Problems to work on:
1. In the passage on coal mines, reproduce the portion starting at "After the coal" and ending at "necessitating considerable trestling.", substituting "horse" for "mule".
2. Check each statement against the passage on coal mines, answering yes or no and quoting the words that decide it: (a) Slope mines are generally provided with a double track. (b) Slope mines drain themselves by their nature. (c) Each cage in a shaft mine holds two wagons at a time.
3. Extend the passage on coal mines past its final sentence.

Extracted text:
The slope mine differs from the drift mine in that it enters the ground at an angle to strike the coal vein. The angle is usually about 45 degrees, and the cars are lowered into and hauled out of the pit on this inclined plane. The mouth of the mine is always decorated by a tall, gloomy-looking engine house, from whose portals, like the web from the body of the spider, stretches the long wire cable down into the dark depths below. There is a constant rattle of machinery. First comes the snarling clang of a bell. The swarthy engineer throws over the huge lever, and the big drum begins to revolve, slowly at first but with increasing pace until without warning a “trip” of coal pops up out of the blackness of the pit, with one or two miners clinging to the cars, their begrimed eyes blinking in the sunshine, and their little oil lamps flaring and flickering in the day breezes.
The slope mines are generally provided with a double track, letting down an empty trip and hauling up a loaded one at the same time. Next to the drift mines they are the most numerous in the Connellsville region. They do not require such heavy machinery as a shaft mine, and are not so expensive to operate. But they do not, from their nature, drain themselves, and are under heavy expense usually for pumping. They are also more liable to be flooded than any other mine.
After the coal reaches the surface it is distributed to the ovens either by steam power, or more commonly by the effort of the patient and much-enduring mule. The ovens are usually on a lower level than the mouth of the slope, necessitating considerable trestling.
The shaft mine is the most expensive and at the same time the most imposing. Over its black yawning mouth, like a great sentinel, stands the huge hoisting house. With its small peaked roof and pointed skyward proportions and its back rapidly increasing downward, it looks in the distance like an Egyptian sphinx conchant. Nearby the engine house with its ponderous engine driving a huge double iron drum, around whose corrogated iron body winds the heavy wire cable that disappears out the end of the building into the top of the hoisting house. There it passes over a pulley and is attached to the top of the “cage” in which the coal wagons are lowered and hoisted into the shaft. There are two of these cages, one goes down while the other comes up. They are built of iron and hold but one wagon or car at a time, but they make rapid trips. It is 200 to 300 feet below. The gong strikes and the engine starts. The iron drum rattles a little and the escaping steam makes a hissing noise, but over in the hoisting house there is scarce a sound. Before the rapidly moving second hand on your watch has made the one minute lap, the loaded cage slides noiselessly up its oiled groves and stops exactly level with the platform. The car is run out, an empty one run upon the cage, and in an instant it is swallowed up again in the darkness.

Provided data:
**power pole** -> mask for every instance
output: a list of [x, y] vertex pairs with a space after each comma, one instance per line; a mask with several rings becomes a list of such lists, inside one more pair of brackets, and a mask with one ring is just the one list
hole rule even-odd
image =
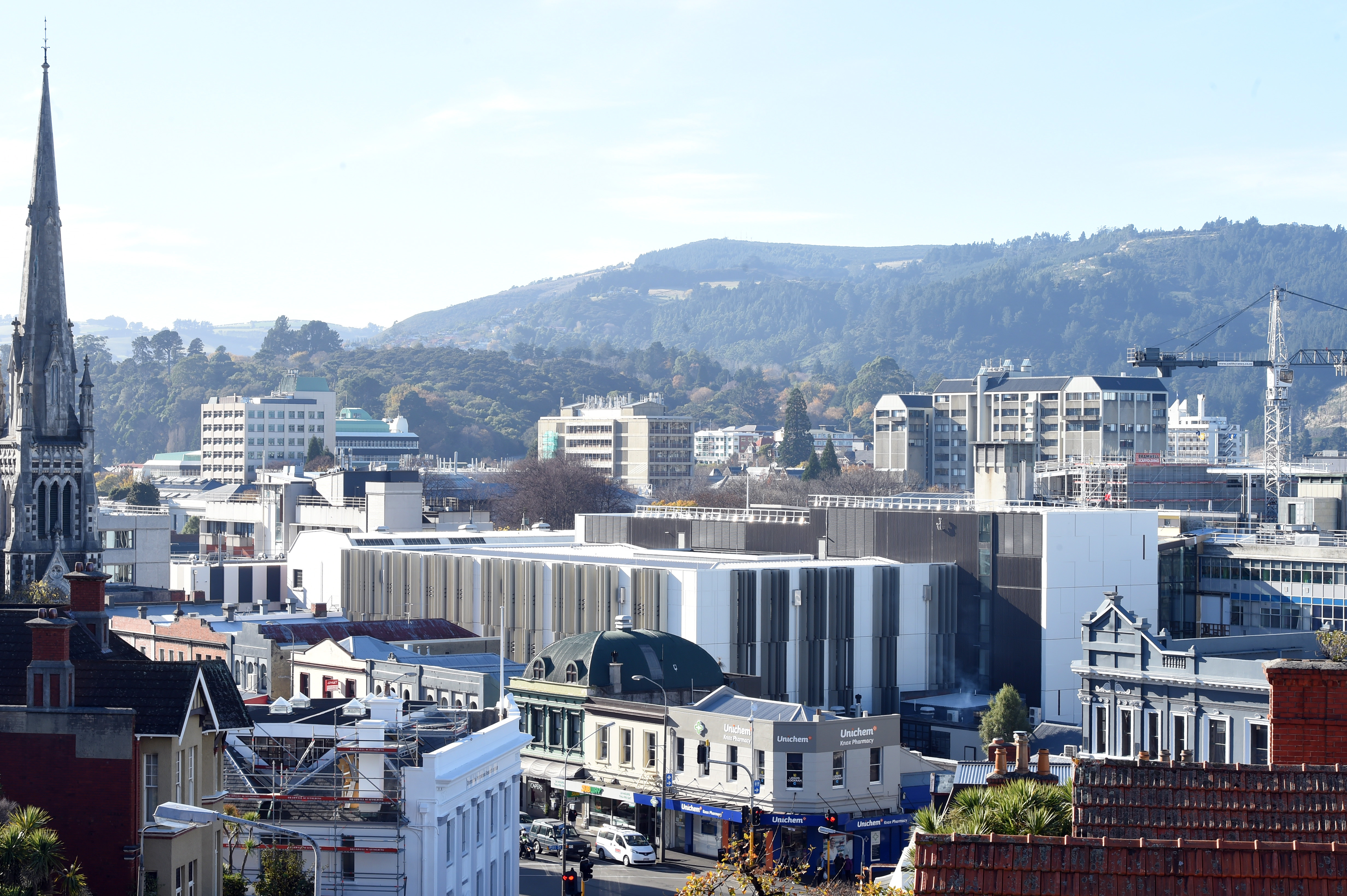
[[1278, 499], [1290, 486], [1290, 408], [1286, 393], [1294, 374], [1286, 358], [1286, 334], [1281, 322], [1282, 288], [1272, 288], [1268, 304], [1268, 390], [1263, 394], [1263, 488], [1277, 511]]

* * *

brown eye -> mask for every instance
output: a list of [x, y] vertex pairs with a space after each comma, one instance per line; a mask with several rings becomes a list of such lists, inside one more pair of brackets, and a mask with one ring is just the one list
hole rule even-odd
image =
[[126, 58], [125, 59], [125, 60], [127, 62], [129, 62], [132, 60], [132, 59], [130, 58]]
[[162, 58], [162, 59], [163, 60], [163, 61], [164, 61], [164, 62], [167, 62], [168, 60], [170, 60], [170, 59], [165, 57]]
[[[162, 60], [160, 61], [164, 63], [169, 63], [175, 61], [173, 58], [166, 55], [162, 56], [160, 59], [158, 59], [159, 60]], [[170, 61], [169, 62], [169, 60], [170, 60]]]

...

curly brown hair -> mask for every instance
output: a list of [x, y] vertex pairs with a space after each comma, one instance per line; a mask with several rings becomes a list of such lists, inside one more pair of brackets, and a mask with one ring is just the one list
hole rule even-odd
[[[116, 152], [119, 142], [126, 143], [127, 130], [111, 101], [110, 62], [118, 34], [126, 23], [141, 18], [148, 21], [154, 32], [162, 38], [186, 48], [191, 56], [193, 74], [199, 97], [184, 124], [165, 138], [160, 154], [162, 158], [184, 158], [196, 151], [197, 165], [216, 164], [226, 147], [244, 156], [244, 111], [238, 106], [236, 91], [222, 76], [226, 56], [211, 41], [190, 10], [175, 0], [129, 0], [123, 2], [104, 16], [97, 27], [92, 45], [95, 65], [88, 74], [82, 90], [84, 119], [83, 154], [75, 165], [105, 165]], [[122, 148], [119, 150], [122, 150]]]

Answer section:
1.
After the coal reaches the surface it is distributed to the ovens either by steam power, or more commonly by the effort of the patient and much-enduring horse. The ovens are usually on a lower level than the mouth of the slope, necessitating considerable trestling.

2.
(a) Yes: "The slope mines are generally provided with a double track"
(b) No: "they do not, from their nature, drain themselves"
(c) No: "hold but one wagon or car at a time"

3.
The loaded car with its 40 or 45 bushels, is run out and dumped into a huge bin. At the bottom of this bin the coal is let out into the big iron larry, holding about 120 bushels,and conveyed to the ovens. The coal is handled automatically from the time it is shoveled into the pit wagon at the bottom of the shaft until it is drawn from the red-hot oven mouth in the shape of silver-gray coke. The meek and soulful mule is the constant companion of the larry. All day long he draws it up and down the fiery line of oven tops. Latterly some soft-hearted inventor, pitying his hard and hot lot, invented an endless cable system to convey the larries along the ovens. It was put in operation at the Leisenring works, but it didn’t prove a glaring success, and was abandoned. Since then it has been adopted, with some improvements, by the Moyer works. But the idea does not meet with favor. The mule and the larry seem to be made for each other. In the eyes of coke men they look pretty together, and there is a deep-rooted objection to their elimination from coke region scenery.